Reproduce the material below, swapping every occurrence of "put a marker on" for "point to" and leaving everything else unchanged. Omit the pictures from your answer.

** START **

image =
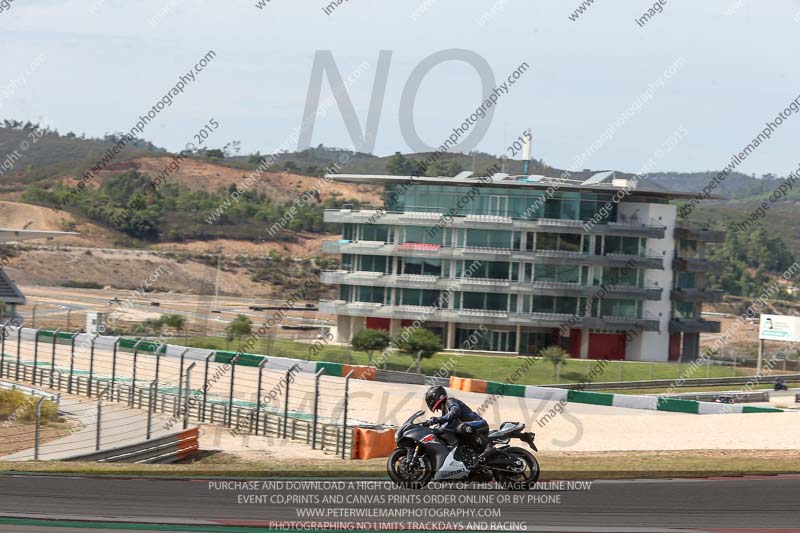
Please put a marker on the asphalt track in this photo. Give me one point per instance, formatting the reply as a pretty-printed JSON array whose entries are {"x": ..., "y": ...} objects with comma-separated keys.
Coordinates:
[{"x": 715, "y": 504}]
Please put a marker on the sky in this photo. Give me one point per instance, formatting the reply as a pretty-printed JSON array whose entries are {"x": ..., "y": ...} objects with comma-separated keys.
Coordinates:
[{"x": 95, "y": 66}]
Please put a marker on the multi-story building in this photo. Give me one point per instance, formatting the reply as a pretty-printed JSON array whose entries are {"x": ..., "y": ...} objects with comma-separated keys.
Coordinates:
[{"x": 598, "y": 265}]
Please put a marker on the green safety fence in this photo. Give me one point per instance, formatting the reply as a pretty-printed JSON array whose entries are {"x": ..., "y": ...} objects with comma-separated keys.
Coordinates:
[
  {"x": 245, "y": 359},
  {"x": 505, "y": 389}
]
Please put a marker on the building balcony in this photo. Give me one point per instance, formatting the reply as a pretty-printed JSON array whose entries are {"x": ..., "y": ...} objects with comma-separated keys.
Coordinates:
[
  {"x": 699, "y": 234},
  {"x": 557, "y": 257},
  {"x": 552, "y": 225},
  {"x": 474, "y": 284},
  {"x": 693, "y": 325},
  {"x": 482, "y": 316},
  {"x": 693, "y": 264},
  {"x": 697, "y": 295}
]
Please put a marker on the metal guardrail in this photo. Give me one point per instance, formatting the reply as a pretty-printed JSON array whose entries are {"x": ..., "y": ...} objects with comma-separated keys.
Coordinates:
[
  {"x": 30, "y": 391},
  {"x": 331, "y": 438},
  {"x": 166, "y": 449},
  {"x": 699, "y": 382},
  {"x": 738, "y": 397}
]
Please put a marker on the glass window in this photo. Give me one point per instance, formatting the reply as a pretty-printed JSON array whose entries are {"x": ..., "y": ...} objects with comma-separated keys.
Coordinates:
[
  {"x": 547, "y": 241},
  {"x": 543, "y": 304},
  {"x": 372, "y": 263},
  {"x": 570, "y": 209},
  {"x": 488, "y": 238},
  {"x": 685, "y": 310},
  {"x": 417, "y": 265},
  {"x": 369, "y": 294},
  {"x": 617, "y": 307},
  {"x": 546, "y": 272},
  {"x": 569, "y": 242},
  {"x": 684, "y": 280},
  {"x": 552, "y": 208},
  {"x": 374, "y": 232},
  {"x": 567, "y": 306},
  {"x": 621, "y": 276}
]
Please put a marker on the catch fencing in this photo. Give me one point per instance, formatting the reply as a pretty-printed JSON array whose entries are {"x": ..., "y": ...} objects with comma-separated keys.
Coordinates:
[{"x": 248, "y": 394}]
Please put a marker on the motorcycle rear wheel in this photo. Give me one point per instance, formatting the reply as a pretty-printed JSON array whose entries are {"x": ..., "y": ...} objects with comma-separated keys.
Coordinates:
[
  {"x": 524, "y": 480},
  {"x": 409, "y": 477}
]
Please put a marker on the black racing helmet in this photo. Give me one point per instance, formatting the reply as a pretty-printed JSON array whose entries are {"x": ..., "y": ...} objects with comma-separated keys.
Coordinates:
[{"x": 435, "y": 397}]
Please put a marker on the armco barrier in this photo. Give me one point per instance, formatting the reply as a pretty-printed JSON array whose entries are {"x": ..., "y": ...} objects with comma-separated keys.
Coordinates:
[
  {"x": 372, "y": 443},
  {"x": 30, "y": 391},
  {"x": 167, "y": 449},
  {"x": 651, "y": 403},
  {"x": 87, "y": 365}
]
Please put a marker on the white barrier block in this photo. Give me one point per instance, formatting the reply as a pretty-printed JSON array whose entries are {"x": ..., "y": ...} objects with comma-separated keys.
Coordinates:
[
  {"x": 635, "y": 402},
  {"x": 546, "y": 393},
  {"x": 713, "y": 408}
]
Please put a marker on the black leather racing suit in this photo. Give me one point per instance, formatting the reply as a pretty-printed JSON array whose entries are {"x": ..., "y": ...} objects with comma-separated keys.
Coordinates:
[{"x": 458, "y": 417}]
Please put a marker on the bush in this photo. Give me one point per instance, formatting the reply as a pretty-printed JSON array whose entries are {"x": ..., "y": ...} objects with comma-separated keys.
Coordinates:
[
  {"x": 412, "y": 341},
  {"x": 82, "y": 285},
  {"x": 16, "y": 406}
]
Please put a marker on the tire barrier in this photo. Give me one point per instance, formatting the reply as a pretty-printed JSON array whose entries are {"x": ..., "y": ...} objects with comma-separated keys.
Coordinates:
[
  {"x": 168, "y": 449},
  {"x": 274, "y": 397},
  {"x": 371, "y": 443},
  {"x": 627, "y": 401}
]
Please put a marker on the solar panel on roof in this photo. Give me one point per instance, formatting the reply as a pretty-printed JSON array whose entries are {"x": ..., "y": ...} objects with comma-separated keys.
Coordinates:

** END **

■ Solution for this exercise ■
image =
Please point to the asphalt track in this photo. Give me one point per instance, formatting the reply as a pretty-printed JSON array whose entries are {"x": ..., "y": ...} objects with comma-separated keys.
Coordinates:
[{"x": 715, "y": 504}]
Please point to the sky in this photo. Give me one point per instance, formatting the reply as a pretty-printed JSON array whose entries are {"x": ..., "y": ...} objects with comma-separated keys.
Coordinates:
[{"x": 95, "y": 66}]
Please point to the multi-story building in this photo. Give me one point per instance, formatting the reply as a pretty-printed JSON array whose entries are {"x": ..., "y": ...} objects with comma-separated keys.
Coordinates:
[{"x": 598, "y": 265}]
Please point to the green safety fence in this photo. Give me one point per instance, formatting the reply as a pretty-printed JSON array whose entries are {"x": ..., "y": ...} objects with comma-separated keys.
Coordinates:
[
  {"x": 245, "y": 359},
  {"x": 505, "y": 389}
]
Please point to the building balcony in this photo. Give me one point per instance, formatting the reply as a pretty-printed JSON array whose entries are {"x": ..., "y": ...} objects with comma-separated keys.
Coordinates:
[
  {"x": 699, "y": 234},
  {"x": 557, "y": 257},
  {"x": 552, "y": 225},
  {"x": 474, "y": 284},
  {"x": 693, "y": 325},
  {"x": 482, "y": 316},
  {"x": 693, "y": 264},
  {"x": 697, "y": 295}
]
Please point to the metal guardrail in this photo. Give me one point per instance, formatting the reply as a pretty-printed JSON array whose entries are {"x": ..., "y": ...} objects with comma-separated keys.
Coordinates:
[
  {"x": 30, "y": 391},
  {"x": 331, "y": 438},
  {"x": 166, "y": 449},
  {"x": 699, "y": 382},
  {"x": 738, "y": 397}
]
Please point to the glass window in this photo. Give me one point per instance, formatting the reply as a pretty-printed JSON array whose entries are {"x": ..., "y": ...} objects with comma-separated keys.
Coordinates:
[
  {"x": 547, "y": 241},
  {"x": 543, "y": 304},
  {"x": 372, "y": 263},
  {"x": 570, "y": 209},
  {"x": 488, "y": 238},
  {"x": 685, "y": 310},
  {"x": 417, "y": 265},
  {"x": 369, "y": 294},
  {"x": 617, "y": 307},
  {"x": 546, "y": 272},
  {"x": 569, "y": 242},
  {"x": 684, "y": 280},
  {"x": 552, "y": 208},
  {"x": 374, "y": 232},
  {"x": 567, "y": 306},
  {"x": 621, "y": 276}
]
Please point to the catch fencing in this photo. Give me one point per instance, formatting the reply as a pretty-printed JSON array whose entries are {"x": ..., "y": ...} objects with comma-separated keys.
Coordinates:
[{"x": 248, "y": 394}]
Please point to the motorcycle rear wheel in this photo. Give me one point per instance, formatting the reply as a pretty-printed JSON array whose entries are {"x": ..., "y": ...} objects with comma-separated keys.
Coordinates:
[
  {"x": 524, "y": 480},
  {"x": 409, "y": 477}
]
Please point to the black racing helmet in this photo. Give me one point per instance, formatting the reply as a pretty-printed JSON array whose entries are {"x": ..., "y": ...} objects with comma-separated keys.
Coordinates:
[{"x": 435, "y": 397}]
Please point to the armco barrier in this photo. Give me one point per instance, formatting the reply as a pretty-printed JSON array whose entries are {"x": ..., "y": ...} objects with comma-separated keys.
Coordinates:
[
  {"x": 372, "y": 443},
  {"x": 30, "y": 391},
  {"x": 167, "y": 449},
  {"x": 651, "y": 403},
  {"x": 87, "y": 365}
]
Please point to the white barrier block in this photo. Give me one point per instance, formatting the reply as a pretty-printed JSON array whose entries are {"x": ..., "y": ...} objects with comma-separated keys.
Coordinates:
[
  {"x": 635, "y": 402},
  {"x": 546, "y": 393},
  {"x": 713, "y": 408}
]
Please point to the black leather racing suit in this photo. Give me one point per instance, formatting the reply as a pretty-printed JSON array whose entries are {"x": ..., "y": ...} objects with comma-separated keys.
Coordinates:
[{"x": 458, "y": 417}]
Please point to the bush in this photo. Give me one point per instance, formatting the reply as a pretty-printed JSON array whose entries are {"x": ..., "y": ...} objects with comma-separated keys.
Coordinates:
[
  {"x": 412, "y": 341},
  {"x": 82, "y": 285},
  {"x": 16, "y": 406}
]
Please point to the tire barrier in this photo. Give me one point per instance, formatting the reply as a pretty-printed JSON array whose entries are {"x": ..., "y": ...} objects with comma-separated keys.
Coordinates:
[
  {"x": 168, "y": 449},
  {"x": 274, "y": 397},
  {"x": 371, "y": 443},
  {"x": 627, "y": 401}
]
Please point to the solar panel on roof in this photo. Give me one point per instance, formatting the reply as a pretty-printed JSON array whose entries are {"x": ..., "y": ...} objects with comma-separated keys.
Coordinates:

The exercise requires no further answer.